Stated task 1 — In the excerpt on benchmark datasets and baselines, why must a sigmoid classifier be added to the compared GNNs before they can perform link prediction? Answer in one to three sentences.
Stated task 2 — List every GNN that the excerpt on benchmark datasets and baselines names as a baseline for comparison with EdgeConvHiF.
Stated task 3 — Retype the passage of the excerpt on benchmark datasets and baselines that starts with "GAT²⁸. Fortunately, compared" and goes on through "point cloud data.".

Excerpt to read —
▼▼▼
Three distinct and popular benchmark datasets are utilized as described by Zhang et al.³, namely Cora, CiteSeer, and PubMed^25,26,27. These datasets pertain to academic citation networks where nodes symbolize documents and edges signify citation relationships. Besides, each document is associated with a label and possesses a specific set of features. Without loss of generality, we employ a ratio of 0.7, 0.2 and 0.1 to split each benchmark dataset for model training, validation and testing, respectively. The fundamental statistics for these datasets can be found in Table 2.

Table 2 Benchmark dataset statistics.

Full size table

Baselines

We assess the performance of EdgeConvHiF by comparing it to cutting-edge GNNs, such as GCN¹⁹, GAT²⁸, EdgeConv²⁹ and EdgeConvNorm³. It is worth noting that the GNNs used are solely for learning network node representations, and link prediction in complex networks can only be accomplished after adding the same sigmoid classifier employed for EdgeConvHiF. A concise overview of these GNNs is provided below.

GCN¹⁹. As one of the most representative GNNs, the GCN’s core idea is that the central node learns its new representation by ‘hard’ aggregating the representations of its neighbors without considering the differences between nodes. While GCN has demonstrated outstanding performance in a variety of graph mining tasks, including node classification and link prediction.
GAT²⁸. Fortunately, compared with the GCN, GAT employs a ’soft’ aggregation approach for neighbor node representations in order to learn the central node representation, meaning that each neighboring node is assigned a weight based on its importance. Therefore, GAT can be regarded as a variant of GCN.
EdgeConv²⁹. What makes EdgeConv unique, compared to the GCN and its variants, is that it learns the representation of edge-associated nodes at the same time and has a better performance in the field of dense point cloud data.
EdgeConvNorm³. To enable EdgeConv to achieve better performance in sparse and complex networks, EdgeConvNorm improves the edge convolution strategy, introduces the edge representation normalization strategy and obtains better link prediction performance than EdgConv. However, since the high-frequency representation information is not taken into account, there is still much room for improvement in its link prediction performance.
▲▲▲
Rows —
▼▼▼
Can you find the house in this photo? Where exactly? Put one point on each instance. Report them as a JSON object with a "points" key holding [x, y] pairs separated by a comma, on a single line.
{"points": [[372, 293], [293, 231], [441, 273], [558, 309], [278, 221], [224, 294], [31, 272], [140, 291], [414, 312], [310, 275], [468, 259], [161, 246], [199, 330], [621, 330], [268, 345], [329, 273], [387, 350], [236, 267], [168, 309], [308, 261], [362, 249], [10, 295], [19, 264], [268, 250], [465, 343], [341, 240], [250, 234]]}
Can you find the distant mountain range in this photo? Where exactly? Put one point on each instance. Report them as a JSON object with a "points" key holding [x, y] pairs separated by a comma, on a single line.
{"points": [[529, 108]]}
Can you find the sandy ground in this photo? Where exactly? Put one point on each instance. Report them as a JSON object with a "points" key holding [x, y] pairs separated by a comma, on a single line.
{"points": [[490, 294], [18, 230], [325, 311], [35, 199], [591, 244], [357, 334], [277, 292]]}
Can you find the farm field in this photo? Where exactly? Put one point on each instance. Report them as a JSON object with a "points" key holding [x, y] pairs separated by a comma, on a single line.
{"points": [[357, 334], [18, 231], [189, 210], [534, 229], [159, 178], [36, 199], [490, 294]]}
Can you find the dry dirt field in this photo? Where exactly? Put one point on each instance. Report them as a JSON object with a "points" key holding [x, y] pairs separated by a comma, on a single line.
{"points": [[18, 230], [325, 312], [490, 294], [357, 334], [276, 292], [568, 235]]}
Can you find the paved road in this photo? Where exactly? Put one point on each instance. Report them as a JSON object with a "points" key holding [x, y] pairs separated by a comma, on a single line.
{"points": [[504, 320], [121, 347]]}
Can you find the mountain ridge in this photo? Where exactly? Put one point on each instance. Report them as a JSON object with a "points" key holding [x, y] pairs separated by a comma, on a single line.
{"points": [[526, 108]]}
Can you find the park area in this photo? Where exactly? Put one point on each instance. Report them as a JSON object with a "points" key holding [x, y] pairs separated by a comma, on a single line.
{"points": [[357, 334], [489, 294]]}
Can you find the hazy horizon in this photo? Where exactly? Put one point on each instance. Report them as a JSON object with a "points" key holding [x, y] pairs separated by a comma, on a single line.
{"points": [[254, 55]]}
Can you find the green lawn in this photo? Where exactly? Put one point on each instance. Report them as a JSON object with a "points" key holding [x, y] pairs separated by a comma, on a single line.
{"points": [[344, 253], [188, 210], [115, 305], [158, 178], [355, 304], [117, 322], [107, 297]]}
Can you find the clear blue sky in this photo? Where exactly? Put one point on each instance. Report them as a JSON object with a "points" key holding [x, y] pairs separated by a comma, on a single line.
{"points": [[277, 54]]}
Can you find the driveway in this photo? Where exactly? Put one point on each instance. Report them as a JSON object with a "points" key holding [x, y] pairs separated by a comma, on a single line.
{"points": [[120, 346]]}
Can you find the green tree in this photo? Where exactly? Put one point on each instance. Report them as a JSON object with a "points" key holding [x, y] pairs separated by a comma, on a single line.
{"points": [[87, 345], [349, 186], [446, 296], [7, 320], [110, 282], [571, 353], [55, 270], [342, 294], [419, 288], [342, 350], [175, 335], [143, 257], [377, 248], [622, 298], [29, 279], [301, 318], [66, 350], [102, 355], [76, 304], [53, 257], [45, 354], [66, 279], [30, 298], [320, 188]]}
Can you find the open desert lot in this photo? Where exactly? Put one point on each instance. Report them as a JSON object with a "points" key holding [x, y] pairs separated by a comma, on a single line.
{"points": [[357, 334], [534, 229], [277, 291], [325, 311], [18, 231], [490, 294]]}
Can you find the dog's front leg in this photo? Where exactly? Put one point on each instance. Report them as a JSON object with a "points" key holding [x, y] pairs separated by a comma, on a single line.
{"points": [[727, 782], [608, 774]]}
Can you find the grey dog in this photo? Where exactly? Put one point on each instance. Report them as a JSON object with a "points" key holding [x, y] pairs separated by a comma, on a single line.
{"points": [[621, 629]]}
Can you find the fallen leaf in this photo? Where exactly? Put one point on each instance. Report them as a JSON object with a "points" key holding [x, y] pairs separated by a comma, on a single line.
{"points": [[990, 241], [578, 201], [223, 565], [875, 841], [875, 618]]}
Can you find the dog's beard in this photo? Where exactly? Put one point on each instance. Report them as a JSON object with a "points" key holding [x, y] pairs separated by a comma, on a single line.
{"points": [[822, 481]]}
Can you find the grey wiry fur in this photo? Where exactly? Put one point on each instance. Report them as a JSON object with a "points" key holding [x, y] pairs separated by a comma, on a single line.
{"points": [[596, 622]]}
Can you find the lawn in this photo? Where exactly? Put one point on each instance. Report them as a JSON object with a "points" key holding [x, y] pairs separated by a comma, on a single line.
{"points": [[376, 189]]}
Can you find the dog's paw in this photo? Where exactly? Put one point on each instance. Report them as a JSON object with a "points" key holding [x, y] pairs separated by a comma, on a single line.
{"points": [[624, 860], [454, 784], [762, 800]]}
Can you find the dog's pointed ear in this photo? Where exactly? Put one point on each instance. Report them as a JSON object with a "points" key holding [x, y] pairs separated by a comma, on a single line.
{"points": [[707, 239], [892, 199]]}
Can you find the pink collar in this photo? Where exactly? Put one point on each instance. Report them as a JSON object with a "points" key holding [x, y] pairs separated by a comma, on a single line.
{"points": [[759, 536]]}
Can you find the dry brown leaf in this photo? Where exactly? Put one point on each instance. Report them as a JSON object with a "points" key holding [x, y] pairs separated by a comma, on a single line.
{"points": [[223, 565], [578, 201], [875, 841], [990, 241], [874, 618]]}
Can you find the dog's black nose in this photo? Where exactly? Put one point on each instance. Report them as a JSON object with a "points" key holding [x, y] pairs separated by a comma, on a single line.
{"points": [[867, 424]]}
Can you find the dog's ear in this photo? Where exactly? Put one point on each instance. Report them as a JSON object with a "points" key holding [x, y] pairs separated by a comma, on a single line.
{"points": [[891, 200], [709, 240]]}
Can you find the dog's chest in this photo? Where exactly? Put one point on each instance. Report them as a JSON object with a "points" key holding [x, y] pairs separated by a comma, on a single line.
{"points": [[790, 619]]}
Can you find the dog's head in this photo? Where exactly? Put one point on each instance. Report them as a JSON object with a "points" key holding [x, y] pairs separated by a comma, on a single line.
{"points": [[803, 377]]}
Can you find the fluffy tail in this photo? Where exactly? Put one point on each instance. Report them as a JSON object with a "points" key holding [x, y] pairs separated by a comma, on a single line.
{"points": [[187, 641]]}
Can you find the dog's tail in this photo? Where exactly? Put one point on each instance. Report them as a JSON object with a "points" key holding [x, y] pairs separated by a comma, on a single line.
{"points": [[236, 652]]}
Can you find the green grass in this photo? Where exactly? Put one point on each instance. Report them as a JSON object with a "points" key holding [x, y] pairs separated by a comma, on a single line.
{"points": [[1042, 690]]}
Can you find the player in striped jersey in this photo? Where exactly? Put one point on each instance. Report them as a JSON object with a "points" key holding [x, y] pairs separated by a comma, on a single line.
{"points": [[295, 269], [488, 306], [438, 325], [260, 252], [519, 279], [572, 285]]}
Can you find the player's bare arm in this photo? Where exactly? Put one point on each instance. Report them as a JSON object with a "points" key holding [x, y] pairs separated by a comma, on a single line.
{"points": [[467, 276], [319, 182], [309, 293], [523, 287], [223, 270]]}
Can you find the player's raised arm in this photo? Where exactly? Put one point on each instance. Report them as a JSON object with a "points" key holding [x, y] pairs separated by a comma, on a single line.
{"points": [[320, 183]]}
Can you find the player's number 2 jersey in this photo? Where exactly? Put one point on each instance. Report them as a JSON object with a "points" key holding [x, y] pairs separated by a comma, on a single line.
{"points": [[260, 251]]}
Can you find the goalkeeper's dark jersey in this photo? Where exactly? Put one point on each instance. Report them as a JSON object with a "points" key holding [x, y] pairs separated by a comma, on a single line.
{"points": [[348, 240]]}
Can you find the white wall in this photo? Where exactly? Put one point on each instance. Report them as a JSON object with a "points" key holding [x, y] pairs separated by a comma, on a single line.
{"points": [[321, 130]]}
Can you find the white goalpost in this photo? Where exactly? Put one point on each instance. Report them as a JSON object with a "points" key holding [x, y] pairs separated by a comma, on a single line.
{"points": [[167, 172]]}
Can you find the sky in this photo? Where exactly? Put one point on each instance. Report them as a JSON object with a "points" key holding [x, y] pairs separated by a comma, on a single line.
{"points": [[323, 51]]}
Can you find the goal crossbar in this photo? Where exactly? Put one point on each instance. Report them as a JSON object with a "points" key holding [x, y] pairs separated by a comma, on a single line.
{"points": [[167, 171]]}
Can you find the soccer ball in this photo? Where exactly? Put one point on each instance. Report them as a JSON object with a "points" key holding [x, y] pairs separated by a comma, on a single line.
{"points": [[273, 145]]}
▲▲▲
Response 1 — The compared GNNs only learn representations of network nodes. Link prediction in complex networks can be done only after adding the same sigmoid classifier that EdgeConvHiF uses.

Response 2 — GCN, GAT, EdgeConv, EdgeConvNorm

Response 3 —
GAT²⁸. Fortunately, compared with the GCN, GAT employs a ’soft’ aggregation approach for neighbor node representations in order to learn the central node representation, meaning that each neighboring node is assigned a weight based on its importance. Therefore, GAT can be regarded as a variant of GCN.
EdgeConv²⁹. What makes EdgeConv unique, compared to the GCN and its variants, is that it learns the representation of edge-associated nodes at the same time and has a better performance in the field of dense point cloud data.